======== INFORMATION SUPPLIED ========

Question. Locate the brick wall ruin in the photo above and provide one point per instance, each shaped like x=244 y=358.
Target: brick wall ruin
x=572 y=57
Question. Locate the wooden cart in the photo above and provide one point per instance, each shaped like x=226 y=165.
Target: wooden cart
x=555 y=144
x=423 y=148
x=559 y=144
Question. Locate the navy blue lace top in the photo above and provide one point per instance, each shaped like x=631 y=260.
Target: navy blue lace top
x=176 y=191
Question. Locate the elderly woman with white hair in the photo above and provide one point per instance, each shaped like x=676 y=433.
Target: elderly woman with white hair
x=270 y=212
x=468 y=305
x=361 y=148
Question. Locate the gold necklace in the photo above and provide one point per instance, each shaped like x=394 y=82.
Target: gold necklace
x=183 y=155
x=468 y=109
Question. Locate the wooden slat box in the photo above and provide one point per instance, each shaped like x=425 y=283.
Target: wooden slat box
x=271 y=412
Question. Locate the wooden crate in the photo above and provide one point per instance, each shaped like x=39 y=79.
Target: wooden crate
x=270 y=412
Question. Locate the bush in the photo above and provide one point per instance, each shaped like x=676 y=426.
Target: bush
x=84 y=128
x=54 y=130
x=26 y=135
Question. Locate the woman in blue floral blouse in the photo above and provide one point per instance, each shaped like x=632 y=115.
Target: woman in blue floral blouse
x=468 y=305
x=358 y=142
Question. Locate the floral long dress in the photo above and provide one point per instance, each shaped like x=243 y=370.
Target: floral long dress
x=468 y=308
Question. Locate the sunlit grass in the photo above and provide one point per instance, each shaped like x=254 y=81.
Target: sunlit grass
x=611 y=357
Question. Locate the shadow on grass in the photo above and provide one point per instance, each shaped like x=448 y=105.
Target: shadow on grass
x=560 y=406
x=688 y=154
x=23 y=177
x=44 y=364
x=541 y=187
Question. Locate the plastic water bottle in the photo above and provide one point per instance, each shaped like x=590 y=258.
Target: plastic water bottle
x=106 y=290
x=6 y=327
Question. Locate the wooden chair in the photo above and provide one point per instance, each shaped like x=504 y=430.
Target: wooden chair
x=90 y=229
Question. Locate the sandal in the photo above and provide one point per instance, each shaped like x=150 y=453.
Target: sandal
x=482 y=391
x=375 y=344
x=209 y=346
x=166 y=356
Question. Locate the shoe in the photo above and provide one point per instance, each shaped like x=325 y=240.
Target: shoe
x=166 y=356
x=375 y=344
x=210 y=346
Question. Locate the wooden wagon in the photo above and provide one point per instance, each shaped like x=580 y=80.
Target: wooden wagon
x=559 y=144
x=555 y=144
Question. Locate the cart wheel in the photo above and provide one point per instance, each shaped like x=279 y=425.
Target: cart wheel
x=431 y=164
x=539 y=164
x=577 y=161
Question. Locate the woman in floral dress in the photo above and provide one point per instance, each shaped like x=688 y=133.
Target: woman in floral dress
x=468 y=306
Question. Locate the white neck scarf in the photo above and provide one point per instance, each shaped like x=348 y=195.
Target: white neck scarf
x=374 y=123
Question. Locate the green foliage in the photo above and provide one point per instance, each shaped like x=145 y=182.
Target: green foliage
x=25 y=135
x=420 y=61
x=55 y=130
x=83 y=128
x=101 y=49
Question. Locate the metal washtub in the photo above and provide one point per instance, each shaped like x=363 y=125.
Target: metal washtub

========

Reproduce every line of the data that opens with the line containing "Question. Locate the floral" and closes with the line containing "x=611 y=357", shifting each answer coordinate by adding 117 to both its x and y values.

- SOLUTION BELOW -
Question. Locate the floral long dress in the photo above and provide one point per instance, each shaped like x=243 y=370.
Target: floral long dress
x=585 y=425
Question. Locate the sunlit grass in the photo above and provide one point per instance, each shaped like x=254 y=81.
Target: sunlit grass
x=728 y=474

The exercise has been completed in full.